GIVEN TASK
Rewrite the items from the first one down through the line containing "208 0 284 79", keeping the requests, and add 95 to each box coordinate in the answers.

RAW DATA
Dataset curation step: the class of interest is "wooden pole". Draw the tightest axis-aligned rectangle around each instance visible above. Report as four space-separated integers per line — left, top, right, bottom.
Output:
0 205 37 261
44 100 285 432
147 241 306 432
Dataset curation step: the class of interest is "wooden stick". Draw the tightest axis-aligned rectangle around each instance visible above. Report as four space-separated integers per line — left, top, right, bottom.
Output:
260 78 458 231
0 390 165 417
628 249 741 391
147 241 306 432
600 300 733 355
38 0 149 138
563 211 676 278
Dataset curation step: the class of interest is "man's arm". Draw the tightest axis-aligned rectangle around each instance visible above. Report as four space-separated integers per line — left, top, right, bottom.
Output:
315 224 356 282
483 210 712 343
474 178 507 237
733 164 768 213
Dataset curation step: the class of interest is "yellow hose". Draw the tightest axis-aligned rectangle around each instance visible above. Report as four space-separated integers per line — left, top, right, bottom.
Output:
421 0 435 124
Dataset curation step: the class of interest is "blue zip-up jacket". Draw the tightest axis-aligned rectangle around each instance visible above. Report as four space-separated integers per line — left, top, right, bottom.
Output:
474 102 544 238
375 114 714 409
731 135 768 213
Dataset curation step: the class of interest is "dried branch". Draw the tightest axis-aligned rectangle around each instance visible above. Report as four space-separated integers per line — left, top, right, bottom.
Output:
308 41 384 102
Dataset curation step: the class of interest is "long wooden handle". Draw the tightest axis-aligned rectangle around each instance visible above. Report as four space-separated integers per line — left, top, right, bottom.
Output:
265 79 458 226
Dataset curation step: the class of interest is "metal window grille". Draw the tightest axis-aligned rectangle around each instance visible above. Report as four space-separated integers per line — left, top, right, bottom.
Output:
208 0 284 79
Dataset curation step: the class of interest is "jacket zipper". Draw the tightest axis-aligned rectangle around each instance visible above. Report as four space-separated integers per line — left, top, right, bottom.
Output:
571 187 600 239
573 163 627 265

PROBLEM SOLUTION
Dataset curation step: the class of interest is "wooden pole". Draw the tightest axis-aligned rectangle around each instance visible above. Report as four space-separated integers per line — left, top, right, bottom.
Output:
95 300 132 356
139 195 380 527
242 336 401 527
Dataset curation step: the class of interest is "wooden stick". Draw the tightest axis-aligned rectangle around each instance visible above. Report as four space-separated integers per line — left, top, right, bottom.
Output:
355 173 553 326
95 485 260 512
723 344 836 486
242 336 401 527
695 395 828 450
133 95 244 233
658 306 771 373
Dataset curation step: the class of interest is "man's arm". Draw the tightest axis-aligned rectangle around each instance visible above. Report as four space-separated integers per line — left, top, right, bottom.
Output:
410 319 451 377
578 305 807 438
569 273 602 332
828 259 863 308
Dataset curation step: the class of interest is "yellow hose". Draw the tightest axis-aligned rectangle around each instance visible above. Report as four space-separated integers per line — left, top, right, bottom.
Output:
516 95 530 219
Dataset curation step: the class of interest is "blue zip-up jacket". Draw the tightest axis-aligned rectangle around each instance visible above. Report as four space-separated integers per line — left, top, right, bottom.
Output:
569 197 639 333
470 209 809 504
826 230 863 308
Dataset curation step: the class of interest is "dried branch". Draw the tightest axis-aligned rectangle around each instance visible above. Report as four space-separated integers per line — left, top, right, bottom.
Output:
403 136 479 197
Dataset curation step: the class of interest is "long wooden handle". Draw the tightest axis-aligned rectangle around each instance visible above. Report as four space-separated integers per line — left, top, right, bottom.
Output:
360 174 553 321
Dataset curation step: the class of interest is "metal window grille". Draw the tightest axis-aligned rectangle around each instance visible above. Report as four space-separated integers per line — left, top, right, bottom.
Output:
303 95 379 174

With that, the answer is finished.